Et la prospection minière ?

C’est un point sensible et particulièrement discuté entre les différentes parties impliquées. Doit-on laisser faire ou au contraire interdire les prospections d’hydrocarbures ? Pour l’instant, aucune porte n’est fermée et cette décision, si elle devait être prise, dépendrait du Congrès. « Des recherches ont lieu et les richesses en sous-sol sont connues même si elles ne sont pas quantifiées », a commenté le président du gouvernement, Philippe Germain. « Maintenant, en ce qui concerne le comité, il s’agit de connaître la richesse des fonds marins que l’on a à découvrir sur toute cette zone pour peut-être démontrer que la préservation a plus d’intérêt, y compris économique que l’exploitation », ajoute-t-il.

En gros, il s’agit de mieux comprendre les enjeux et les risques liés à l’exploration des ressources profondes avant d’envisager des prospections ou explorations géologiques. Ici, les pêcheurs ont fait remarquer qu’ils souhaitaient que tout le monde suive les mêmes règles du jeu. Comment imaginer en effet d’autoriser la prospection, tout en posant des restrictions sur la pêche…


Quelques objectifs

Sanctuariser les récifs isolés

Développer un réseau de réserves naturelles ou intégrales

Lutter contre les espèces envahissantes

Créer ou renforcer les statuts de protection de certaines espèces patrimoniales, rares et migratrices.
# # # # #
**Consigne**
D'après le bloc de texte, de quelle instance dépendrait une éventuelle décision sur les prospections d'hydrocarbures ?

**Données enregistrées**
# # # # #
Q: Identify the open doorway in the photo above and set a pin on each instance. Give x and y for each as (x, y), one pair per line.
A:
# # # # #
**Solution**
Elle dépendrait du Congrès.